---------- Task inputs

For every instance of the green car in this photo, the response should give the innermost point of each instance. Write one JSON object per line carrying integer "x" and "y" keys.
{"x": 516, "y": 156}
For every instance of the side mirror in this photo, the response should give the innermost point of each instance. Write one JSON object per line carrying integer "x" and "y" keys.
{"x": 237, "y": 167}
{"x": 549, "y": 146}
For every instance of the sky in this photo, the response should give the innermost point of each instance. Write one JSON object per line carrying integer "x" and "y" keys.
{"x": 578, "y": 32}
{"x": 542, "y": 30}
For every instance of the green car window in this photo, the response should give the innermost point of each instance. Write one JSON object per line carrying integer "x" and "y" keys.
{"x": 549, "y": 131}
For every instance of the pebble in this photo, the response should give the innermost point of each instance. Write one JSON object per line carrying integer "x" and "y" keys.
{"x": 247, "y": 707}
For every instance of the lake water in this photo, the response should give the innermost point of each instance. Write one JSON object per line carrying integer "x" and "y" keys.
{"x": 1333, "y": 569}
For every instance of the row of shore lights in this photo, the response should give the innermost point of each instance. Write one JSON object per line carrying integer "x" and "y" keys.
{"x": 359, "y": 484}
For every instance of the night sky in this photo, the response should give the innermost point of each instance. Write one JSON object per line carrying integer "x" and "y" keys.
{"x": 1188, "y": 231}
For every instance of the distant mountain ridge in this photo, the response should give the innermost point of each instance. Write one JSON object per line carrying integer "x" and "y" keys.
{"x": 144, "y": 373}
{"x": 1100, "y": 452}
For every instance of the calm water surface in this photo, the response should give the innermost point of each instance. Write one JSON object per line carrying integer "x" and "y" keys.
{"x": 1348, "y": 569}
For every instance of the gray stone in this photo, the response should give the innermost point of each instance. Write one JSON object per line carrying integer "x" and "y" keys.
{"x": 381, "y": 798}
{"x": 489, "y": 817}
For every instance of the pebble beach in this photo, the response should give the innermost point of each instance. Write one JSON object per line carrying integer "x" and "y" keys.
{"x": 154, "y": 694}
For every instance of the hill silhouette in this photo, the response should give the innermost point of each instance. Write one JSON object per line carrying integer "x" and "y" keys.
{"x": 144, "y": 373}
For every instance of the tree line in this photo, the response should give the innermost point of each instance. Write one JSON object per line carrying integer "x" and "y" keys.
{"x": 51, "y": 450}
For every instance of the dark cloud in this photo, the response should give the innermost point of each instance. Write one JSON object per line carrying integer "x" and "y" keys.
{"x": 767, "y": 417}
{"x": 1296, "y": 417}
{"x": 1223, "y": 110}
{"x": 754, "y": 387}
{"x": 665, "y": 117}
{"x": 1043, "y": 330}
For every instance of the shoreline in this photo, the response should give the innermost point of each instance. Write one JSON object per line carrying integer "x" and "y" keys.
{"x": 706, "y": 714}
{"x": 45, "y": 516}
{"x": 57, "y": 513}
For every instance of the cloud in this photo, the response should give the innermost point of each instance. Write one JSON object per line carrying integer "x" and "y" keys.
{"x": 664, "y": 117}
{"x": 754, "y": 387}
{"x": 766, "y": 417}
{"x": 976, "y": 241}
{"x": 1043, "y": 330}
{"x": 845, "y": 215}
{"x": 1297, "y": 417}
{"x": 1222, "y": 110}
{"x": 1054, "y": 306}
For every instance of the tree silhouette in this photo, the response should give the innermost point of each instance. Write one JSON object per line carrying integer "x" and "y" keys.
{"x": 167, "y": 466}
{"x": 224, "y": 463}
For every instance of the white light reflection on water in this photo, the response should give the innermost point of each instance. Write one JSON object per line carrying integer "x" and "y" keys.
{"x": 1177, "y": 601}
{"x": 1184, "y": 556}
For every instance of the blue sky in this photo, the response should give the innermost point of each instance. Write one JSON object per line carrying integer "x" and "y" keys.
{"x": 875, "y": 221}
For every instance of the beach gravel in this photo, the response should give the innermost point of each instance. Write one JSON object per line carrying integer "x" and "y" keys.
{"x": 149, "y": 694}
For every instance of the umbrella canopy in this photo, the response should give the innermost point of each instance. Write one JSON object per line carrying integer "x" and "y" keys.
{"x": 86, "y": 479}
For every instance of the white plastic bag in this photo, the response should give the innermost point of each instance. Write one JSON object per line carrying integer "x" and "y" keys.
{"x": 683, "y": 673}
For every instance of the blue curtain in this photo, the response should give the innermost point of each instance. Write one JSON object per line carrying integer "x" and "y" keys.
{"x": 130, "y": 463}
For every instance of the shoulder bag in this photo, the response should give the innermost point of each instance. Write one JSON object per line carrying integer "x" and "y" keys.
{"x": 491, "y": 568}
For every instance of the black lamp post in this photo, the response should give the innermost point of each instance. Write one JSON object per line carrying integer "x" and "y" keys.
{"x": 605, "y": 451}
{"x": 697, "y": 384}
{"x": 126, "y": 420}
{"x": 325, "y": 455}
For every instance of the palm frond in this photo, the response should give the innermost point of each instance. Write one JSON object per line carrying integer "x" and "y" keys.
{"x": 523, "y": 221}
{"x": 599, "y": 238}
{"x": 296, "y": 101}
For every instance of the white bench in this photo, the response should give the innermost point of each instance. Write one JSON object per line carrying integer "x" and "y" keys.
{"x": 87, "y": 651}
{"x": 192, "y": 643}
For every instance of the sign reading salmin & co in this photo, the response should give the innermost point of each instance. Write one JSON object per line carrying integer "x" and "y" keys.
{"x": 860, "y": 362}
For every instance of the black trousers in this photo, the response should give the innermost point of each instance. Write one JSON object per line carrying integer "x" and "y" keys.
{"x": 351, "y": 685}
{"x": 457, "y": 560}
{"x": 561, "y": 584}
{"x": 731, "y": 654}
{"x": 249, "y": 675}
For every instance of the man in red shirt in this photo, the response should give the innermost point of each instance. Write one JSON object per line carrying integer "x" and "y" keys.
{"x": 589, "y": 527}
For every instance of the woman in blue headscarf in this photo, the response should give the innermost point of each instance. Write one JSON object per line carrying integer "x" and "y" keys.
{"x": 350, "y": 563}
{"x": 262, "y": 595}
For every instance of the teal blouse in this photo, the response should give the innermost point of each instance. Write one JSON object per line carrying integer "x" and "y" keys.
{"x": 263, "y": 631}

--------------------

*Directive*. Give again the lines from the line holding "For every instance of the black trousers" through the close of the listing, both included, exactly as written and with nothing else.

*Answer to the exercise*.
For every instance of the black trousers in this photo, the response should give the innermost point of each instance. Write one JSON object per line carrying integer "x" and "y" keys.
{"x": 351, "y": 685}
{"x": 457, "y": 560}
{"x": 561, "y": 584}
{"x": 731, "y": 654}
{"x": 249, "y": 675}
For every instance of the man in red shirt in this photo, the response should give the innermost point of each instance. Write one JSON object per line carrying integer "x" and "y" keys.
{"x": 589, "y": 527}
For every instance of the woman in blue headscarf in this photo, the response should give the innermost point of each instance. Write one JSON object per line carrying integer "x" and "y" keys.
{"x": 350, "y": 563}
{"x": 262, "y": 595}
For every instance of the teal blouse in this photo, the response should give the innermost point of each instance. Write one JSON object per line carrying integer "x" and "y" keys.
{"x": 263, "y": 631}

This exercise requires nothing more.